TASK REQUIREMENTS:
Every record below must be returned exactly as it was received.

━━━ DATA SHOWN ━━━

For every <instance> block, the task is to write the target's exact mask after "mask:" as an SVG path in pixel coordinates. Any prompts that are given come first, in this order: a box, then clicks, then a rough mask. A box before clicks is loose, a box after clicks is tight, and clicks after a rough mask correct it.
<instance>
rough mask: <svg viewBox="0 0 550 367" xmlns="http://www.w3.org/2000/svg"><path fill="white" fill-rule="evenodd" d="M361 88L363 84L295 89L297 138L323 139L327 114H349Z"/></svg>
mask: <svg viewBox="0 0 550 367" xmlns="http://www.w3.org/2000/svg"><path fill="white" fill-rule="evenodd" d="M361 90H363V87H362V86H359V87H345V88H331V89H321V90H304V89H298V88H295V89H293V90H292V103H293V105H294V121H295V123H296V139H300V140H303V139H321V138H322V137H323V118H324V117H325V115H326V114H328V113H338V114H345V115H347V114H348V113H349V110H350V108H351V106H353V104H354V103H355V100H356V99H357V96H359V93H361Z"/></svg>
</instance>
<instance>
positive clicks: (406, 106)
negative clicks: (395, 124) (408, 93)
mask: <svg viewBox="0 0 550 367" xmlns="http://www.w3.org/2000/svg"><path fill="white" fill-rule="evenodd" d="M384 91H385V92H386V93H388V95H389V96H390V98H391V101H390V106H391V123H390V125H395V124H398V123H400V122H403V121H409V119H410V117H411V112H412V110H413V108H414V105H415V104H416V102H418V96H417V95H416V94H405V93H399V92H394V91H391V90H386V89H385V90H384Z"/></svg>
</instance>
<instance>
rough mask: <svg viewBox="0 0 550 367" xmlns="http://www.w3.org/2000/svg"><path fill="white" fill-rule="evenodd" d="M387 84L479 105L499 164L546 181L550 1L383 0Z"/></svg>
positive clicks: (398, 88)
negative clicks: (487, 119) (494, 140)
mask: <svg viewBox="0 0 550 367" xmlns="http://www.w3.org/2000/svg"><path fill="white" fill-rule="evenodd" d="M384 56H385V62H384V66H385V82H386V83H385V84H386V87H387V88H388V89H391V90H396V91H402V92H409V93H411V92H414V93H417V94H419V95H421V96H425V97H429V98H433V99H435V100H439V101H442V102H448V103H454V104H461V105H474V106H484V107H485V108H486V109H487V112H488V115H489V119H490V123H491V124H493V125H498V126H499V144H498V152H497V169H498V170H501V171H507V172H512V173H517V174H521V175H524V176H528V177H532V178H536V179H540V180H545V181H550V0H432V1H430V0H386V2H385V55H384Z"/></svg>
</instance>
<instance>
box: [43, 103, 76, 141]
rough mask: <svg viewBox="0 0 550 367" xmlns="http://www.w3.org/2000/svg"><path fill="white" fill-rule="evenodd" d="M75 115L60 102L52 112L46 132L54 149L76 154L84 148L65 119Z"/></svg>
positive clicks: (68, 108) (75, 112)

━━━

SOLUTION TO THIS PROBLEM:
For every <instance> block, the task is to write the target's exact mask after "mask:" as an SVG path in pixel coordinates. Any prompts that are given come first, in this order: a box, then clicks, then a rough mask. A box before clicks is loose, a box after clicks is tight, and clicks after a rough mask correct it.
<instance>
rough mask: <svg viewBox="0 0 550 367" xmlns="http://www.w3.org/2000/svg"><path fill="white" fill-rule="evenodd" d="M361 88L363 84L295 89L297 138L323 139L327 114H349Z"/></svg>
mask: <svg viewBox="0 0 550 367" xmlns="http://www.w3.org/2000/svg"><path fill="white" fill-rule="evenodd" d="M361 90H363V87H362V86H359V87H345V88H331V89H321V90H304V89H298V88H295V89H293V90H292V103H293V105H294V121H295V123H296V139H300V140H303V139H321V138H322V137H323V118H324V117H325V115H326V114H328V113H338V114H345V115H347V114H348V113H349V110H350V108H351V106H353V104H354V103H355V100H356V99H357V96H359V93H361Z"/></svg>
</instance>
<instance>
positive clicks: (406, 106)
negative clicks: (395, 124) (408, 93)
mask: <svg viewBox="0 0 550 367" xmlns="http://www.w3.org/2000/svg"><path fill="white" fill-rule="evenodd" d="M384 91H385V92H386V93H388V95H389V96H390V98H391V101H390V106H391V123H390V125H395V124H398V123H400V122H403V121H409V119H410V117H411V112H412V110H413V108H414V105H415V104H416V102H418V96H417V95H416V94H405V93H399V92H394V91H391V90H386V89H385V90H384Z"/></svg>
</instance>
<instance>
rough mask: <svg viewBox="0 0 550 367" xmlns="http://www.w3.org/2000/svg"><path fill="white" fill-rule="evenodd" d="M387 84L479 105L499 164L546 181L550 1L383 0Z"/></svg>
positive clicks: (398, 88)
negative clicks: (487, 119) (494, 140)
mask: <svg viewBox="0 0 550 367" xmlns="http://www.w3.org/2000/svg"><path fill="white" fill-rule="evenodd" d="M384 56H385V62H384V66H385V82H386V83H385V84H386V87H387V88H388V89H391V90H396V91H402V92H409V93H411V92H414V93H417V94H419V95H421V96H425V97H429V98H433V99H435V100H439V101H442V102H448V103H454V104H461V105H474V106H484V107H485V108H486V109H487V112H488V115H489V119H490V123H491V124H493V125H498V126H499V144H498V152H497V169H498V170H501V171H507V172H512V173H517V174H521V175H524V176H528V177H532V178H536V179H540V180H545V181H550V0H432V1H430V0H386V2H385V55H384Z"/></svg>
</instance>
<instance>
box: [43, 103, 76, 141]
rough mask: <svg viewBox="0 0 550 367" xmlns="http://www.w3.org/2000/svg"><path fill="white" fill-rule="evenodd" d="M75 115L60 102L52 112L46 132L54 149L76 154L84 148L65 119Z"/></svg>
positive clicks: (68, 108) (75, 112)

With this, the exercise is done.